• What is required
An exact copy of all entries is the expected answer.

Referring expression pointing data
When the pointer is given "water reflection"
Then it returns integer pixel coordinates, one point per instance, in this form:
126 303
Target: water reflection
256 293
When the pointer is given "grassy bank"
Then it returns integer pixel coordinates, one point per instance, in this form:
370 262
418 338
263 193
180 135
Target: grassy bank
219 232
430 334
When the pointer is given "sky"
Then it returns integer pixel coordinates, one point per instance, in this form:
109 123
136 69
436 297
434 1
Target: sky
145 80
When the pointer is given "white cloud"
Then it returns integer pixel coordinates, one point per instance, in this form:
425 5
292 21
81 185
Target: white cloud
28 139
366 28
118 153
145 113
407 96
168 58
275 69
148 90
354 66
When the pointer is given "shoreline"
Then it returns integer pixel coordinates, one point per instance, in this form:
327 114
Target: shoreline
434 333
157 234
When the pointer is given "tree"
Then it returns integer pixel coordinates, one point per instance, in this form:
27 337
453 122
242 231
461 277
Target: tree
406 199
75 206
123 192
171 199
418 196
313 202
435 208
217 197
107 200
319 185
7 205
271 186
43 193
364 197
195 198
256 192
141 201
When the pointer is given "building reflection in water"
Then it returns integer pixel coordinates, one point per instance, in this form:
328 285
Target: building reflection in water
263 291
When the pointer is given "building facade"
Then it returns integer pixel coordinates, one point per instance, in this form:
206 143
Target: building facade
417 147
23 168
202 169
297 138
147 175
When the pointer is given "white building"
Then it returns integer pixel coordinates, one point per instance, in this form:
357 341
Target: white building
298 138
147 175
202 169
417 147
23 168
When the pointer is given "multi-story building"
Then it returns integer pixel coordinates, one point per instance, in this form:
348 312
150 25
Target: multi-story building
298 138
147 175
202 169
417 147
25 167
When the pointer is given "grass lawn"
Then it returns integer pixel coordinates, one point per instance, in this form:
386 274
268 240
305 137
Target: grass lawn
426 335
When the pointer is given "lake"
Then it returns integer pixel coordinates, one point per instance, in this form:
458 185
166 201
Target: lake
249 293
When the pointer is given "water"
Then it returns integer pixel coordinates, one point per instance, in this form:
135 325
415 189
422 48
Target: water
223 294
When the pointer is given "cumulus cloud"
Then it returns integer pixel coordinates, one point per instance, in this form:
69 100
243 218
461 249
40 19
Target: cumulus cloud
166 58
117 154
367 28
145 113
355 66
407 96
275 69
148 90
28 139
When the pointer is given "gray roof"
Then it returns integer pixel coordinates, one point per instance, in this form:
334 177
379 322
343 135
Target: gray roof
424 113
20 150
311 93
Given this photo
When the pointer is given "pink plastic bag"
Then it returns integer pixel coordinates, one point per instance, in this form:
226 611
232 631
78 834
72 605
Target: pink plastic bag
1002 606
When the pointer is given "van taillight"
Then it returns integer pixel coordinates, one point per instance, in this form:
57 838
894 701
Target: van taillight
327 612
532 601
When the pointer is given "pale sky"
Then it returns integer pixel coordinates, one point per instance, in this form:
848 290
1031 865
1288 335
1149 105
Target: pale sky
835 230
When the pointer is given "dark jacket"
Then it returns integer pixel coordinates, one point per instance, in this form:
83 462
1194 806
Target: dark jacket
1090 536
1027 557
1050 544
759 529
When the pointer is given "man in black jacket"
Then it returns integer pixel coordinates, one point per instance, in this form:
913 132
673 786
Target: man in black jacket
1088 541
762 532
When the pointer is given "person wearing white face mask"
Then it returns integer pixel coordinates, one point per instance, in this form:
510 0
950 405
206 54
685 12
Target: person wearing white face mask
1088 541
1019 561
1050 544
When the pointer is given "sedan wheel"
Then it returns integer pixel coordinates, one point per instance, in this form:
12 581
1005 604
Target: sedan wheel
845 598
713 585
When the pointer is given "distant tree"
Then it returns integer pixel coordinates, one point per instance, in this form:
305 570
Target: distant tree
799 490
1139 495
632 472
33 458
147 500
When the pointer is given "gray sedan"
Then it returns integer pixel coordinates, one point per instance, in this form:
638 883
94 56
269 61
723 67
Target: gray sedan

• Answer for the task
When the pointer is given "water reflection"
Then it returns integer pixel coordinates, one point per instance, in this form:
126 303
Target: water reflection
256 293
When the pointer is given "grassy bank"
Then it returns integer pixel coordinates, one point per instance, in this form:
370 262
418 338
263 193
180 135
Target: grassy bank
219 232
430 334
When the pointer is given "sky"
Then it returns integer pixel coordinates, one point per instance, in this form:
109 123
136 69
436 297
434 1
Target: sky
145 80
When the pointer is given "white cloud"
Then it returns integer pixel coordinates, one point per instance, in this form:
425 5
292 21
81 185
Target: white cloud
28 139
366 28
118 153
145 113
407 96
168 58
275 69
148 90
354 66
When the pointer is given "shoreline"
Then it returns integer pixel coordinates, one point per instance, in this form:
327 114
Target: shoreline
434 333
157 234
When the pointer is given "tree"
Then it returns integer pixel coordinates, one point per instance, in this form:
27 337
453 122
242 231
461 277
Target: tree
406 199
75 206
123 192
171 199
418 196
313 202
435 208
217 197
107 200
319 185
7 205
271 186
43 193
364 197
195 198
256 192
141 201
When the pointer is given "building reflection in water"
Then it returns integer pixel coordinates, one point per instance, in this form:
328 285
Target: building reflection in water
263 291
When the pointer is given "building facade"
Then it returns integer pixel coordinates, one point per instance, in this form:
206 143
Target: building facade
417 147
23 168
202 169
297 138
147 175
When the pointer is given "white building"
Then it returns integer pixel coordinates, one point per instance, in this form:
357 341
Target: white building
298 138
147 175
202 169
417 147
23 168
When the pointer is given "multi-story building"
Then it returns integer pixel coordinates, one point per instance, in this form:
348 312
150 25
Target: multi-story building
298 138
147 175
202 169
417 147
25 167
When the pointer is given "grass lawn"
Then it returns integer pixel coordinates, one point per instance, in this form:
386 274
268 240
305 137
Target: grass lawn
426 335
When the pointer is given "lake"
Then it returns integer pixel coordinates, one point per instance, in this form:
458 185
166 201
Target: lake
249 293
When the pointer is given "water"
Then it returns integer pixel coordinates, one point per instance, in this form:
135 325
415 189
422 48
Target: water
223 294
When the pointer is given "cumulus cloud"
Then it returns integer pixel coordinates, one point per instance, in this form:
69 100
243 218
461 249
40 19
Target: cumulus cloud
166 58
117 154
367 28
145 113
355 66
407 96
275 69
148 90
28 139
When the pointer is given "gray roof"
Then it returns integer pixel coordinates, one point per instance, in this form:
334 177
379 322
343 135
Target: gray roof
424 113
20 150
311 93
Given this photo
When the pointer is given "pink plastic bag"
Then it returns integer pixel coordinates, one point per instance, in this form:
226 611
232 631
78 834
72 605
Target: pink plastic bag
1002 606
When the pointer is given "van taillight"
Then it returns integer pixel coordinates, one point per instance, in this form:
57 838
894 701
Target: van taillight
327 612
532 601
When the pointer is given "pale sky"
Then it returns integer pixel coordinates, one point per instance, in this form:
848 290
1031 865
1288 335
1149 105
Target: pale sky
835 230
When the pointer is given "dark jacket"
Then it returns integer pixel coordinates, one point per instance, in this form:
83 462
1194 806
Target: dark jacket
1090 536
1027 557
1050 544
759 529
When the pointer is given "man in black jacket"
Then it returns integer pixel coordinates, one point per instance, in this form:
913 132
673 786
Target: man in black jacket
1088 541
762 532
When the pointer is given "person wearing white face mask"
Then it returns integer pixel coordinates, one point per instance, in this form:
510 0
950 405
206 54
685 12
Target: person wearing white face mask
1088 541
1019 561
1050 544
When the pointer is given "sedan wheel"
Then it returns integer pixel coordinates, one point per instance, in this form:
12 581
1005 604
Target: sedan wheel
845 598
713 585
When the pointer is given "distant tree"
Then it returns integer pixel coordinates, one point per instance, in this form:
305 570
Target: distant tree
799 490
1139 495
632 472
33 458
147 500
When the pointer is given "gray sedan"
Then it returns integer pixel coordinates, one point per instance, in this form:
638 883
94 56
269 61
723 67
Target: gray sedan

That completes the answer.